• EXCERPT PROVIDED:
↓↓↓
The developed inundation model has its origins in river flow analysis models [14,15] that have been adapted for various situations [16,17,18].

3. Inundation Analysis Model

Buildings and underground spaces in urban areas are vulnerable to flooding by torrential rain. To validate the performance of the numerical model mentioned in previous section, the experimental data set provided by Smith et al. [19] was used. They constructed a physical model (12.5 m long by 5 m wide) to reproduce the historical flood event that occurred in 2007 at the Morgan–Selwyn floodway in Merewether, Newcastle, Australia, and used hydraulic flume tests and Froude scaling relationships to determine the urban overland flow path for the extreme flood event. They recorded the model topography, water level, and velocity data at various survey points. Figure 3 shows the mesh layout and bathymetry contours. The holes in the mesh represent buildings which are treated as impermeable obstacles. As pointed out by Smith et al. [19], predicting flood flow characteristics in an urban environment can be complicated because buildings and other obstacles in the urban landscape significantly influence local flood properties. These flood properties include depths, flood surface gradients, the distribution of flood flows, and the magnitude of flood velocities. The complex conditions can be seen in Figure 3.
↑↑↑
• PROVIDED MATERIAL:
↓↓↓
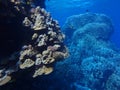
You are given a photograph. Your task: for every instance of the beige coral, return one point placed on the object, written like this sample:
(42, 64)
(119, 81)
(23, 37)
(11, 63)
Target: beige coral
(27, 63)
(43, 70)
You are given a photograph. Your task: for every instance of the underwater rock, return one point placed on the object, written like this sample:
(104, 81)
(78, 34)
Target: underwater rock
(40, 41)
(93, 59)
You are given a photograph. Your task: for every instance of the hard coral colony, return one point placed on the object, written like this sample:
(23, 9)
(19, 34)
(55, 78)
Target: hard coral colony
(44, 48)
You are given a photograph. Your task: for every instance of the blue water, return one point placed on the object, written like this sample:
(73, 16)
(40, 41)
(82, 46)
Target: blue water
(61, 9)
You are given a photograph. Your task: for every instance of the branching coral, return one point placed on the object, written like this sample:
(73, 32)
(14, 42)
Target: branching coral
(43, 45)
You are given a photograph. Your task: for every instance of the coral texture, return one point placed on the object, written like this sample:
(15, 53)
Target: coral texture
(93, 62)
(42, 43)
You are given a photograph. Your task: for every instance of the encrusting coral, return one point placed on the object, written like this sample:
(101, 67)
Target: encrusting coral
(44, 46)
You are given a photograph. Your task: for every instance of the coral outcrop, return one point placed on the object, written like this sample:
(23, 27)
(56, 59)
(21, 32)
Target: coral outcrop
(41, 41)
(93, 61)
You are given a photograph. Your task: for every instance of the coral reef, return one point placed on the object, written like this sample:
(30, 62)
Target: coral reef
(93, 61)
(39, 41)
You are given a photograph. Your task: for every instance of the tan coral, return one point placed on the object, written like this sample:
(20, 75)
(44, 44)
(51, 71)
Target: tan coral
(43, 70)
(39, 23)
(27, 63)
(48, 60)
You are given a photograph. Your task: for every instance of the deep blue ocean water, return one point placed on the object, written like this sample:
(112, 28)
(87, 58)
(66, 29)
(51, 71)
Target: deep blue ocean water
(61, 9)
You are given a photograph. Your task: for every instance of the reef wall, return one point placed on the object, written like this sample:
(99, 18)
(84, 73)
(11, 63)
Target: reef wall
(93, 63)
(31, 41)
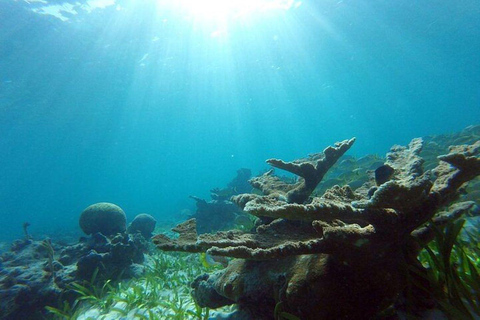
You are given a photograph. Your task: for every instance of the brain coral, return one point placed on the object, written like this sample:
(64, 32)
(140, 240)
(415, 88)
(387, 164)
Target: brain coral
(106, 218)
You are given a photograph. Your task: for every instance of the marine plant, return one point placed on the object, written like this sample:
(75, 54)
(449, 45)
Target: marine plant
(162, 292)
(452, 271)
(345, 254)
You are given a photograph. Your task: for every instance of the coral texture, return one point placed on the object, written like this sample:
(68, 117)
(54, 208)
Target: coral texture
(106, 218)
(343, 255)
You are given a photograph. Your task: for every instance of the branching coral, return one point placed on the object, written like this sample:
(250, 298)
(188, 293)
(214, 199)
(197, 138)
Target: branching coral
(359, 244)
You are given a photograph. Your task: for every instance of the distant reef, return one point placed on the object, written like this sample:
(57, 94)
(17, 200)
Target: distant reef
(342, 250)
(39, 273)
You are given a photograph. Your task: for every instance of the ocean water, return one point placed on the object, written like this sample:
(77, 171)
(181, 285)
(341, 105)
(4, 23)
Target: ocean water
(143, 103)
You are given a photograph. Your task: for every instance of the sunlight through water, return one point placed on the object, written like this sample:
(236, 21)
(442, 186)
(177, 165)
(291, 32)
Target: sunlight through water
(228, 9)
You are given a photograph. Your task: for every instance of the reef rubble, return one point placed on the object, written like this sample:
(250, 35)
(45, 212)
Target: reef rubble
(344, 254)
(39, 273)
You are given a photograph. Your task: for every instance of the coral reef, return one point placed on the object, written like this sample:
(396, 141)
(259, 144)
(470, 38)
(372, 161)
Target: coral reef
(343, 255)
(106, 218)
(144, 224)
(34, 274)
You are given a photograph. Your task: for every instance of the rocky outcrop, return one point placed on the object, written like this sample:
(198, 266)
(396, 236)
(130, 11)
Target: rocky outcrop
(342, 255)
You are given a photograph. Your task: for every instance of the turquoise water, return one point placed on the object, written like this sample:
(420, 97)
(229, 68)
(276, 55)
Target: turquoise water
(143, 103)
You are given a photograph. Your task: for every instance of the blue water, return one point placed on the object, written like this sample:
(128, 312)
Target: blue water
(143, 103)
↑↑↑
• WHAT IS ASKED:
A – Rewrite the paragraph of the inundation model excerpt that begins "Buildings and underground spaces in urban areas" as a short bulleted list that keeps its main facts.
B – In the inundation model excerpt, what were the dimensions of the physical model built by Smith et al.?
C – Continue the inundation model excerpt from the point where it stops.

• TASK RESPONSES:
A –
- Buildings and underground spaces in urban areas are vulnerable to flooding from torrential rain.
- The numerical model was validated with an experimental data set from Smith et al.
- That study built a 12.5 m by 5 m physical model of the 2007 flood at the Morgan–Selwyn floodway in Merewether, Newcastle, Australia.
- Hydraulic flume tests and Froude scaling were used to find the urban overland flow path for the extreme event.
- Topography, water level, and velocity were recorded at various survey points.
- Figure 3 shows the mesh layout and bathymetry contours. Holes in the mesh represent buildings, which are treated as impermeable obstacles.
- Buildings and other urban obstacles strongly affect local flood depths, surface gradients, flow distribution, and velocities, so flood prediction in cities is complicated.

B – It was 12.5 m long by 5 m wide.

C –
The roughness coefficient and the model run conditions (e.g., flow rate) were set to identical values used by Smith et al. [19]. As was discussed in Smith et al. [19], the inflow boundary condition was assigned as constant discharge of peak flow rate (19.7 m3/s). The outflow section and two boundaries surrounding the flooded area had transmissive conditions, imposing free outflow conditions. The initial condition was dry bottom with zero velocity at every node. The model was run until it reached a steady state with those initial and boundary conditions.
A comparison of the modelled and measured flow depths at 22 points (solid dots in Figure 4a) are given in Figure 4b. Figure 4c illustrates the numerical results for the velocity vector. It was clearly found that buildings acted as obstacles to flow, and considerably affected the velocity configuration. Fast flow occurred along the distant side of a crowded building. The nine solid points in Figure 5a were used for velocity validation and the comparison results are plotted in Figure 4d. The results showed a reasonable match, and the average depth difference between the numerical and measured values was 6.2 mm. The relative error between measured and predicted velocity results was 3.34%, which indicated a reasonable agreement.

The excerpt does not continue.